**Records for the exercise:**
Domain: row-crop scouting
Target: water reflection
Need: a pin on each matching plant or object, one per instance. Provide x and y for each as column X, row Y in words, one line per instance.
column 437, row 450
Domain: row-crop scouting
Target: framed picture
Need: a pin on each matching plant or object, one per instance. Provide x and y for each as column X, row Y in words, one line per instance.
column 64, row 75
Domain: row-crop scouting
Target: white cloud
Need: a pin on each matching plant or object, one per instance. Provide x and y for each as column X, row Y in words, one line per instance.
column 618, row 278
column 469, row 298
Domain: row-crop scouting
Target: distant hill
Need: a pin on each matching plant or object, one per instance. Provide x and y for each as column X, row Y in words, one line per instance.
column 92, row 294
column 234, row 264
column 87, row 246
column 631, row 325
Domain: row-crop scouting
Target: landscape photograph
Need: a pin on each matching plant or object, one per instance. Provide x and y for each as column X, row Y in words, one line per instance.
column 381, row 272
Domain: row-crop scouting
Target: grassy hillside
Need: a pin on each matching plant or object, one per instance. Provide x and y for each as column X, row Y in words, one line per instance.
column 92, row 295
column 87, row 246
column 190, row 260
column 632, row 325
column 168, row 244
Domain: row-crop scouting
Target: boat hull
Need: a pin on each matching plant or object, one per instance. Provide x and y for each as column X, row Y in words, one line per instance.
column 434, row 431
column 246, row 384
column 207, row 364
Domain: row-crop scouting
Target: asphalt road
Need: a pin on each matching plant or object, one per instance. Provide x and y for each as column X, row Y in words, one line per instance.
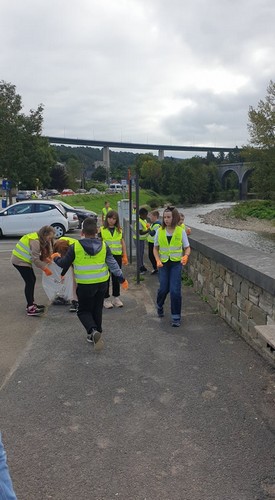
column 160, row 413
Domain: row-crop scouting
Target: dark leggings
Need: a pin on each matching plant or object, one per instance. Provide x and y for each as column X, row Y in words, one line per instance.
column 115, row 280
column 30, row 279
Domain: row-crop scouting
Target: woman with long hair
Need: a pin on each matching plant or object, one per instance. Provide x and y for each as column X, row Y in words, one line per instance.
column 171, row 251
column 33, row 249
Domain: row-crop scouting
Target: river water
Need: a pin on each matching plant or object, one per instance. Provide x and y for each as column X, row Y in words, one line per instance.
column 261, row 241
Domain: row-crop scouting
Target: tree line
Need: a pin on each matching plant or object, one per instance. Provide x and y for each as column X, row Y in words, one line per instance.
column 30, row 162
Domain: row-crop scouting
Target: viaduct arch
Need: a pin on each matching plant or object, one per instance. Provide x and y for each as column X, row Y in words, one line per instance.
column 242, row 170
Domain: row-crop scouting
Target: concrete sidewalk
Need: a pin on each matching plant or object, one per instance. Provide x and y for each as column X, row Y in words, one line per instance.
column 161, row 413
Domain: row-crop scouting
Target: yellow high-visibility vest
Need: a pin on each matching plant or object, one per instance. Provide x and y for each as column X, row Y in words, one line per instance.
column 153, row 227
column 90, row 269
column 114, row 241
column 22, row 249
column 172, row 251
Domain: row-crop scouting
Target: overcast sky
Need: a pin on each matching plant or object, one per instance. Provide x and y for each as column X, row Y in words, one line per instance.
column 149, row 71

...

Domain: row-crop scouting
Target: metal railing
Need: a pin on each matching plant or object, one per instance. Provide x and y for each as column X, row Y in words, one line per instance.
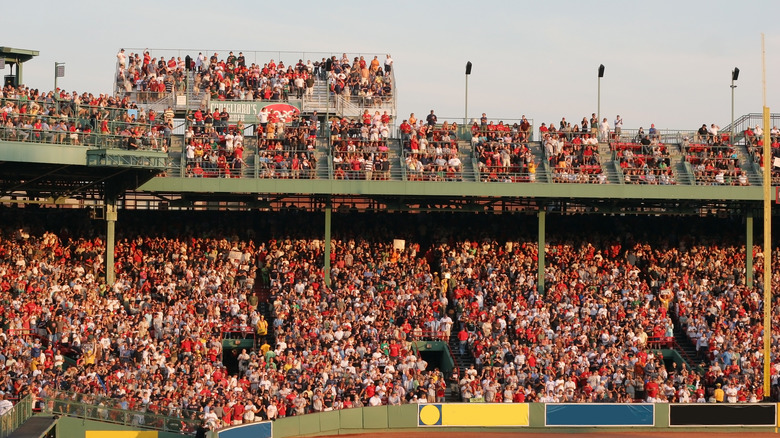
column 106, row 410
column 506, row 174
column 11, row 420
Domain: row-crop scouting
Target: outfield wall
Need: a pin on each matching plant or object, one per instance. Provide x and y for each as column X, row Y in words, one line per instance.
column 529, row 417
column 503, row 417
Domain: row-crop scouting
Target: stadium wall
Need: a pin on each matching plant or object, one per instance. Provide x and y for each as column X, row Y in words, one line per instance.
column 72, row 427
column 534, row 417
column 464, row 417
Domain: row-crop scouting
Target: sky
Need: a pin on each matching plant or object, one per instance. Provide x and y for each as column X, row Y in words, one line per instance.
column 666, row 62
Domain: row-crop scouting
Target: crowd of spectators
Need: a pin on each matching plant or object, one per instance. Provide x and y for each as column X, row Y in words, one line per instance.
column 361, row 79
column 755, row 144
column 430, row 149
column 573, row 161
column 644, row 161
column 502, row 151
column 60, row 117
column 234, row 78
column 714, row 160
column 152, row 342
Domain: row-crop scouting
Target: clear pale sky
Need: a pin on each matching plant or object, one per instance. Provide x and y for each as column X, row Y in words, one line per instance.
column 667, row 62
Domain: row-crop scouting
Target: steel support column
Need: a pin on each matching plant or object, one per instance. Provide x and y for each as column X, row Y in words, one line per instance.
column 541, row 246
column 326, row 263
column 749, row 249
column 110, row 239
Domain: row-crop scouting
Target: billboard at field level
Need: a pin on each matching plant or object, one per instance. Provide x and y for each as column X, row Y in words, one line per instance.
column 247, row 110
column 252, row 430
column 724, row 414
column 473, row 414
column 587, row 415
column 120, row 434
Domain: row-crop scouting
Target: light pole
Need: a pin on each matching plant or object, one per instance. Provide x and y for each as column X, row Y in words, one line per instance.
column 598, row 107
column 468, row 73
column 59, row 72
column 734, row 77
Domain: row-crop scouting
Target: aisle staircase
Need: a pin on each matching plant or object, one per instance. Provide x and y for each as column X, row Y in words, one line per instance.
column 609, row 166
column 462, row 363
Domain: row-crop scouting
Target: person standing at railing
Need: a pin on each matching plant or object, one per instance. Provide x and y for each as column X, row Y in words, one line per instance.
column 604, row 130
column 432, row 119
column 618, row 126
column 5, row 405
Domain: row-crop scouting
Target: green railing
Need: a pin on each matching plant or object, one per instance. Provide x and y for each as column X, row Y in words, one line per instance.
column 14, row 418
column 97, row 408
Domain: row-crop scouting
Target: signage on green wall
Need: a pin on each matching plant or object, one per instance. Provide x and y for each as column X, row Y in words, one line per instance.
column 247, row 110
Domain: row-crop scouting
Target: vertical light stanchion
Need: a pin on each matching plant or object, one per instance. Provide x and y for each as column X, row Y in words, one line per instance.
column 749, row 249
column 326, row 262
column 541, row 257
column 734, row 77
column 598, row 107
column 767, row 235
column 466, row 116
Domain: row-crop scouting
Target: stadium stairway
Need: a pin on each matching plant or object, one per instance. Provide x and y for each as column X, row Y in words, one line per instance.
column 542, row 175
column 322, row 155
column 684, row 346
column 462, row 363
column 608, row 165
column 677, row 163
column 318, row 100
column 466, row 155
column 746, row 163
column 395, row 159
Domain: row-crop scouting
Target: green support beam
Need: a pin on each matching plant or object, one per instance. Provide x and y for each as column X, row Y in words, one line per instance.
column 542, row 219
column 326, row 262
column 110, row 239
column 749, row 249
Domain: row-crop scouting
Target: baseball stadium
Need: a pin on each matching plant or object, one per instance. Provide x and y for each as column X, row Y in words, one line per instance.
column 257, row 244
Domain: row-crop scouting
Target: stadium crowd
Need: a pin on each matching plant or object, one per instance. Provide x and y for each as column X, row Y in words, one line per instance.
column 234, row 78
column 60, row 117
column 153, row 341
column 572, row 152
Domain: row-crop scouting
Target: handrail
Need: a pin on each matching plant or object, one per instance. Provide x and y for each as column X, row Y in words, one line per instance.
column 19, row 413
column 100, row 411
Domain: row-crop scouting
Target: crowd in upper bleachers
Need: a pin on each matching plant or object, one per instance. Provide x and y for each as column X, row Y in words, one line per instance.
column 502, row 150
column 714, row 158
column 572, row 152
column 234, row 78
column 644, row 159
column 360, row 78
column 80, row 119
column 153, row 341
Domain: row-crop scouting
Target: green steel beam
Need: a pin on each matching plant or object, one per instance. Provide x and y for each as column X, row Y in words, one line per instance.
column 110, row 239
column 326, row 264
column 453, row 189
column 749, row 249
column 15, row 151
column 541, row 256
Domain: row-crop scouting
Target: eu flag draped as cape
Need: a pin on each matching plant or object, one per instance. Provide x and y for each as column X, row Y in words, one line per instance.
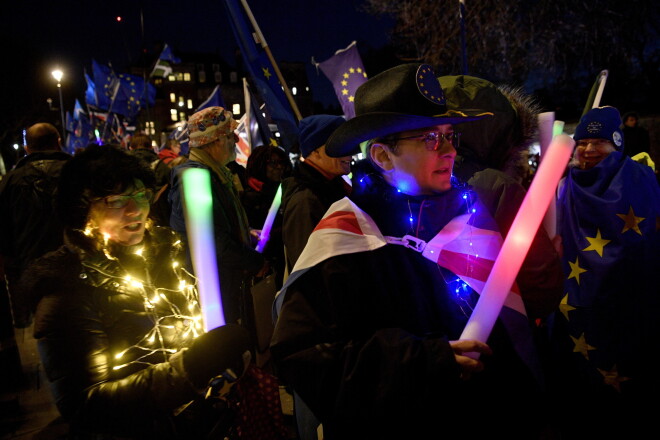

---

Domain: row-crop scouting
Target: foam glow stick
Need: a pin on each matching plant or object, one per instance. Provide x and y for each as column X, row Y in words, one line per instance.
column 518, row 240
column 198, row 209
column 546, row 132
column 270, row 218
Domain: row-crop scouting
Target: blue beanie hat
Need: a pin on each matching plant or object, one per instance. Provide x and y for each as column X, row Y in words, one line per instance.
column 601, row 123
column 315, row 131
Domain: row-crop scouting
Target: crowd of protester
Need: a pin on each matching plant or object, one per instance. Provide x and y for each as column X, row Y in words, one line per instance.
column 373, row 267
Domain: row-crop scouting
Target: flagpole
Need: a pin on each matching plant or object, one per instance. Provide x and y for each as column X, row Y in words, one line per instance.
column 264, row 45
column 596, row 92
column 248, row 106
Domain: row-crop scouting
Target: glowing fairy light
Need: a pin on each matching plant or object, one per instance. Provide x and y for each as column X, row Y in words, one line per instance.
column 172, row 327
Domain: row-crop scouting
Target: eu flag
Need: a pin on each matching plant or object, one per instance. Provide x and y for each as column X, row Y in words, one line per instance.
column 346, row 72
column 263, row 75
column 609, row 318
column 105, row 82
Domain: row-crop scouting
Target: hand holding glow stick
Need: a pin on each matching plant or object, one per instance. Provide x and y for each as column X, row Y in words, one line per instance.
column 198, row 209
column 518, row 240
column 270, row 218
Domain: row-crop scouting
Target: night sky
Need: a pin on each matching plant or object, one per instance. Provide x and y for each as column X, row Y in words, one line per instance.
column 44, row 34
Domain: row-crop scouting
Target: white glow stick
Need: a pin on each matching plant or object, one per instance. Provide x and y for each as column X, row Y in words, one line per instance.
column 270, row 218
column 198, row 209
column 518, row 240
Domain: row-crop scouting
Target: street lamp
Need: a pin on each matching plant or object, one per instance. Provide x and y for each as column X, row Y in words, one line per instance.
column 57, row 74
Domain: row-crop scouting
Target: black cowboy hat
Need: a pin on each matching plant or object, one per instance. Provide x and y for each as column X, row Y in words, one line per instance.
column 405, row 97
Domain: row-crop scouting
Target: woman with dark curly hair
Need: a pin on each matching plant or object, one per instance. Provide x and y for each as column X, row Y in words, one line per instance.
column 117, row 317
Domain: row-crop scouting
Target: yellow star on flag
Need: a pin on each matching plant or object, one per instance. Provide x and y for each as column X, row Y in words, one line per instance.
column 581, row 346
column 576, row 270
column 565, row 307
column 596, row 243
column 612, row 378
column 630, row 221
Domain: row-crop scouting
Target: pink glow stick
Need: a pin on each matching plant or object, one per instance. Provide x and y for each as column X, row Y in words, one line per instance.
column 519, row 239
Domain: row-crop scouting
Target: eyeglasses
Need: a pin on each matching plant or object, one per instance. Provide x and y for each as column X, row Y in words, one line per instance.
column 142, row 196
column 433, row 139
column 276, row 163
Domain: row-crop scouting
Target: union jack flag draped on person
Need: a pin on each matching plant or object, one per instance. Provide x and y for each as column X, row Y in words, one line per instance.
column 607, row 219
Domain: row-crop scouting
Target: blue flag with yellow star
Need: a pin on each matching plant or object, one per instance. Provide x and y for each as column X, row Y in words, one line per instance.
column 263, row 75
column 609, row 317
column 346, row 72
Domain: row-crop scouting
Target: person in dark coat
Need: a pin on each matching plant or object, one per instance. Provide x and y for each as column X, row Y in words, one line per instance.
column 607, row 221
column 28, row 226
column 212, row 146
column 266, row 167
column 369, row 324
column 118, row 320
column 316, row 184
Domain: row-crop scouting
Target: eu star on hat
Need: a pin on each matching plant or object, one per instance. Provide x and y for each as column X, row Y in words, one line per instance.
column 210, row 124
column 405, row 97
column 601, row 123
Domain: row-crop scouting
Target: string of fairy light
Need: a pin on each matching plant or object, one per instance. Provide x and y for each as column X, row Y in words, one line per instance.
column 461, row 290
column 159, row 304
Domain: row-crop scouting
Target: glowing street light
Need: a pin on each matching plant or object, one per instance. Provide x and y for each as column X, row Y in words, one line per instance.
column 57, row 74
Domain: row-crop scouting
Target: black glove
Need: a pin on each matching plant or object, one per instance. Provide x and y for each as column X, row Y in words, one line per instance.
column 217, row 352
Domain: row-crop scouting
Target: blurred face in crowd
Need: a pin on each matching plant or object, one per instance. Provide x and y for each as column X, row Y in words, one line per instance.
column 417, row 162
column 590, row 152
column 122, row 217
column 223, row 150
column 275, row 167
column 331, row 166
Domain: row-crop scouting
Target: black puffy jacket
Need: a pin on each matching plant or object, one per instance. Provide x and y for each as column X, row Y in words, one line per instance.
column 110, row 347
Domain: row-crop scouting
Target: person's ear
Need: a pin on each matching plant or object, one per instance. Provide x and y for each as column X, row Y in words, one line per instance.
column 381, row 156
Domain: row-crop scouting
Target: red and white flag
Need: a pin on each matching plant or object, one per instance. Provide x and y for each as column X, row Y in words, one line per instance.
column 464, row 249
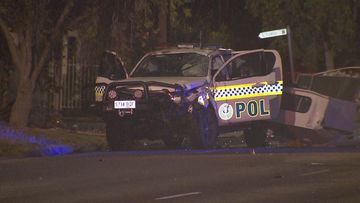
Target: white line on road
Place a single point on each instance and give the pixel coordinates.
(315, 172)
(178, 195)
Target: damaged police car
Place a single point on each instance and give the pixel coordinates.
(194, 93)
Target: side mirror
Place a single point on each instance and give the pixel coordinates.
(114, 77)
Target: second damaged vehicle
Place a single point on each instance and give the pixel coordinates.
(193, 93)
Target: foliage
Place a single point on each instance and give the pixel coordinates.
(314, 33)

**Task item:**
Your answer should consist of each line of the data above in which the word "person" occurs.

**Solution:**
Target: person standing at railing
Target: union jack flag draped on person
Target: person in dark coat
Target: person's ear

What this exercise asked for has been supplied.